§ **GIVEN INSTRUCTION**
Can you copy out the listing from its first line through the line containing "[40,195,153,332]", requests included, with each bounding-box coordinate in the answers shifted up by 97 and the pictures left out?

Items listed in a dataset
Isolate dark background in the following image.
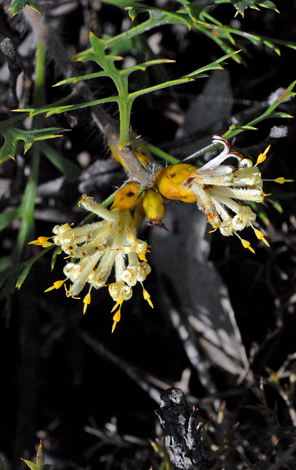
[0,0,296,469]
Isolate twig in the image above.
[155,387,211,470]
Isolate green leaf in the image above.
[0,208,20,231]
[7,0,40,16]
[0,454,7,470]
[96,0,140,10]
[184,51,240,78]
[0,259,26,290]
[22,443,51,470]
[0,116,67,163]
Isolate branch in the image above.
[155,387,211,470]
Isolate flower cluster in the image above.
[31,195,153,332]
[156,136,289,252]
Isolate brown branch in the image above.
[23,5,154,186]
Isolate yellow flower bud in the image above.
[155,163,197,202]
[143,189,164,222]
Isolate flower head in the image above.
[33,195,153,331]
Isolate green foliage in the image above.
[7,0,39,16]
[0,454,7,470]
[214,0,279,16]
[19,33,238,147]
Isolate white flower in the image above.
[188,136,269,251]
[40,195,153,332]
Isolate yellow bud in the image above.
[254,228,270,246]
[256,145,270,165]
[142,286,154,308]
[28,237,54,248]
[143,189,164,222]
[130,131,154,168]
[111,181,141,212]
[155,163,197,202]
[112,308,121,333]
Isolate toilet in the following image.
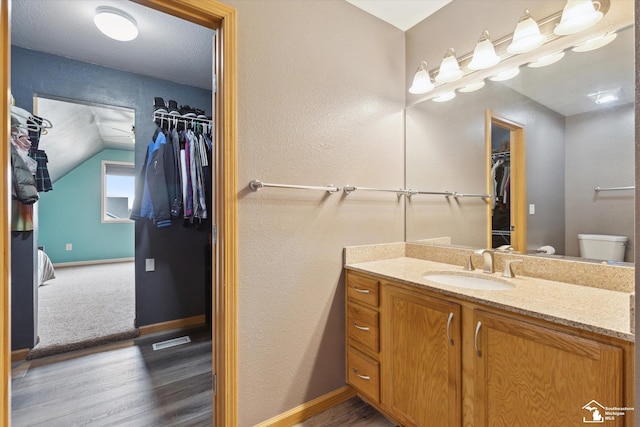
[578,234,628,261]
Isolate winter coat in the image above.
[10,144,38,205]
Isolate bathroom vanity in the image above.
[345,244,634,426]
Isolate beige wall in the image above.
[228,0,405,426]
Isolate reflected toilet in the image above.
[578,234,629,262]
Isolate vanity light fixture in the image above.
[571,32,618,52]
[507,9,547,55]
[432,91,456,102]
[553,0,603,36]
[458,80,484,93]
[93,6,138,41]
[489,67,520,82]
[527,51,564,68]
[436,48,464,83]
[409,61,433,94]
[468,30,500,70]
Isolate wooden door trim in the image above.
[0,0,11,426]
[485,110,527,253]
[0,0,238,426]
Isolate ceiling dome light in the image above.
[468,30,500,70]
[432,91,456,102]
[527,51,564,68]
[571,33,618,52]
[553,0,603,36]
[409,61,433,95]
[507,9,547,55]
[436,48,464,83]
[93,6,138,41]
[458,80,484,93]
[489,67,520,82]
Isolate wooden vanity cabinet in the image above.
[345,271,380,404]
[346,270,634,427]
[473,310,633,427]
[381,284,462,427]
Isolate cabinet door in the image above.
[473,311,633,427]
[380,286,461,426]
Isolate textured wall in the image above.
[566,104,635,262]
[38,150,134,263]
[406,82,565,253]
[222,0,404,427]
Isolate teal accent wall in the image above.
[38,149,135,263]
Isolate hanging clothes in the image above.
[131,97,212,228]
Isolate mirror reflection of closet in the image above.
[486,111,527,253]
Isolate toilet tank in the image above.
[578,234,628,261]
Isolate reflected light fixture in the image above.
[468,30,500,70]
[571,33,618,52]
[409,61,433,94]
[489,67,520,82]
[527,51,564,68]
[93,6,138,41]
[436,48,464,83]
[587,88,620,105]
[553,0,603,36]
[432,91,456,102]
[507,9,547,55]
[458,80,484,93]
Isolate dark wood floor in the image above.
[11,329,212,427]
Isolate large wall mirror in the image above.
[406,20,635,262]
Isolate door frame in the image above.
[485,110,527,254]
[0,0,238,426]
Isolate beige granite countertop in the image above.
[345,256,634,342]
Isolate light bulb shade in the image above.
[409,62,433,95]
[527,51,564,68]
[436,49,464,83]
[93,6,138,41]
[468,30,500,70]
[553,0,603,36]
[458,80,484,93]
[507,10,547,55]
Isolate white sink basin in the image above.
[424,274,513,291]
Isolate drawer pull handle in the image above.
[353,322,369,331]
[353,368,371,381]
[474,321,482,357]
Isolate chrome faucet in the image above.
[474,249,495,274]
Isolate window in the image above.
[102,160,135,222]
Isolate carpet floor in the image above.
[27,262,138,359]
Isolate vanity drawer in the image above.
[347,273,380,307]
[347,302,380,353]
[347,347,380,402]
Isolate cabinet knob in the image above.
[353,322,369,331]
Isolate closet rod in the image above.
[344,185,407,197]
[249,179,340,193]
[451,191,491,199]
[407,190,456,197]
[593,186,636,193]
[153,111,212,125]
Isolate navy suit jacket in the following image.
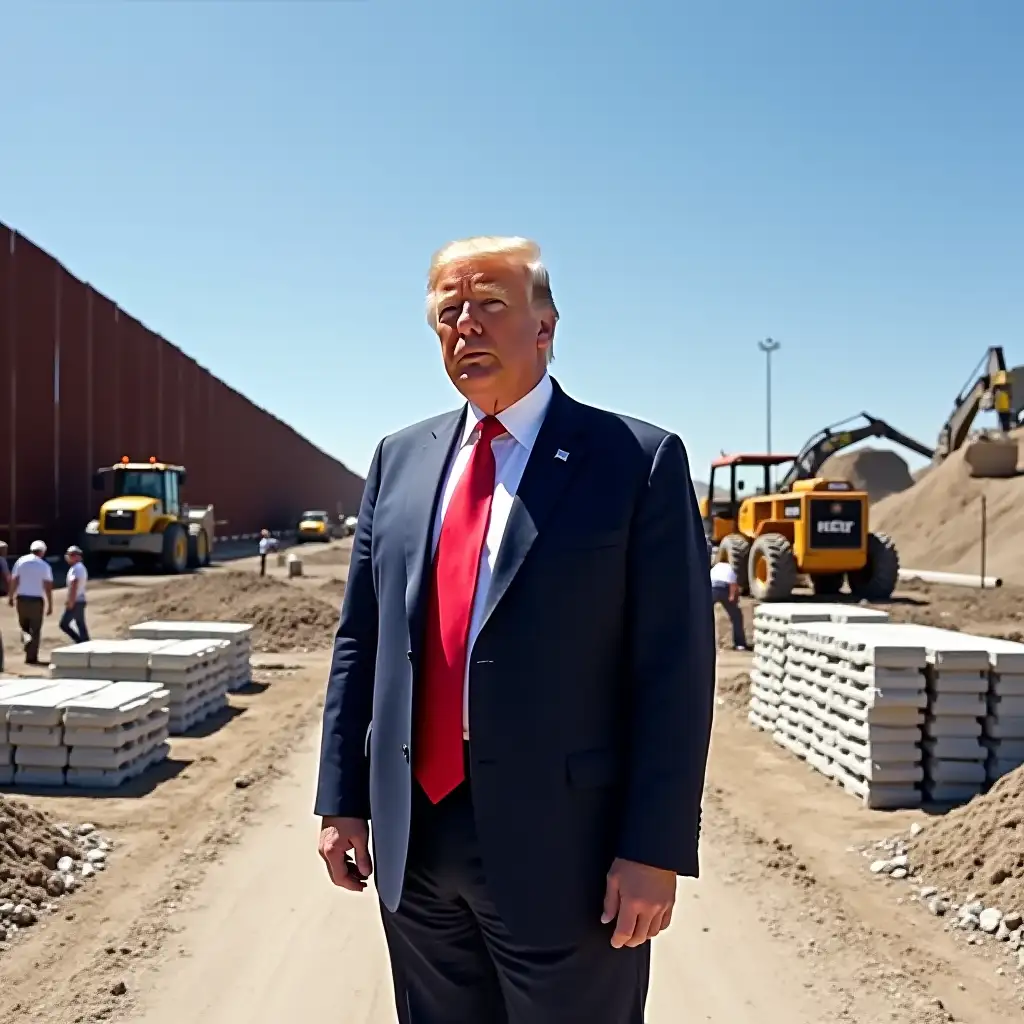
[314,384,715,943]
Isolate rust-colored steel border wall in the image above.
[0,224,364,552]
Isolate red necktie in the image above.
[413,416,505,804]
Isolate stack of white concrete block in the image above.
[775,622,928,808]
[748,602,889,741]
[50,637,234,735]
[982,637,1024,782]
[148,638,236,735]
[872,625,1024,786]
[128,622,253,691]
[894,624,989,804]
[0,679,168,788]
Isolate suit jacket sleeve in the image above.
[618,434,716,878]
[313,441,384,818]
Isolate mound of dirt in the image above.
[908,768,1024,910]
[821,447,913,502]
[109,571,338,654]
[298,547,352,565]
[871,431,1024,584]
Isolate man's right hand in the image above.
[318,817,374,893]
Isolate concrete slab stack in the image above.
[147,638,236,735]
[0,676,60,785]
[748,601,889,740]
[0,679,167,787]
[128,621,253,691]
[775,622,928,808]
[62,682,170,790]
[50,637,230,735]
[982,638,1024,782]
[868,625,1024,786]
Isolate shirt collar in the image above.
[462,374,554,452]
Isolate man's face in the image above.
[435,257,554,414]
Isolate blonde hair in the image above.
[427,234,558,362]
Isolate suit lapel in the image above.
[480,381,587,629]
[406,407,468,664]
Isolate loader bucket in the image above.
[964,435,1019,477]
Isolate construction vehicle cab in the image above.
[295,509,334,544]
[82,456,214,573]
[700,454,899,601]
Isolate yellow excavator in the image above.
[700,413,933,601]
[933,345,1018,477]
[82,456,215,574]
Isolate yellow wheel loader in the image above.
[82,456,215,574]
[700,454,899,601]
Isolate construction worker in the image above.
[0,541,10,672]
[711,548,749,650]
[7,541,53,665]
[60,544,89,643]
[259,529,273,575]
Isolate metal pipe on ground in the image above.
[899,569,1002,590]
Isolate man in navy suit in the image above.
[315,238,715,1024]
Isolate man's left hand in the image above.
[601,857,676,949]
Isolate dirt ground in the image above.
[0,557,1024,1024]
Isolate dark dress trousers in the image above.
[314,384,715,1024]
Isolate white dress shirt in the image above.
[431,374,552,739]
[11,555,53,597]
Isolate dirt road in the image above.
[119,737,828,1024]
[75,671,1015,1024]
[0,561,1022,1024]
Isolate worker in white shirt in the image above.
[711,548,749,650]
[0,541,10,672]
[60,544,89,643]
[7,541,53,665]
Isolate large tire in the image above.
[846,534,899,601]
[160,522,188,575]
[748,534,799,601]
[811,572,845,597]
[719,534,751,594]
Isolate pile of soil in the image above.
[0,796,82,901]
[821,447,913,502]
[878,580,1024,643]
[113,571,338,654]
[296,546,352,565]
[908,768,1024,911]
[871,431,1024,585]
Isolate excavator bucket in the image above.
[964,433,1020,477]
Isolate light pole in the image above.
[758,338,782,455]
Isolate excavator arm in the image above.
[935,345,1014,462]
[779,413,934,492]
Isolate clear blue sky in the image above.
[0,0,1024,476]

§ **IN RESPONSE**
Isolate dark background in the following image.
[97,97,393,566]
Isolate twig in the image above.
[252,484,308,567]
Isolate green leaf in the image above.
[97,305,117,328]
[104,97,137,113]
[97,551,104,567]
[193,97,237,107]
[281,148,337,175]
[97,356,123,387]
[119,540,148,567]
[97,213,164,260]
Isolate branch in the image above.
[252,484,308,567]
Isolate flower cluster in the image above.
[128,292,250,429]
[253,233,386,349]
Isolate brown branch in the image above.
[120,102,251,283]
Isolate yellow flower bud in the image above.
[252,260,294,299]
[240,286,261,319]
Isolate flower head in the image above.
[130,292,250,428]
Isolate green foliage in the image above.
[104,97,136,113]
[97,551,104,567]
[311,97,376,113]
[116,130,335,244]
Isolate white flower in the image above.
[285,233,366,348]
[137,292,250,429]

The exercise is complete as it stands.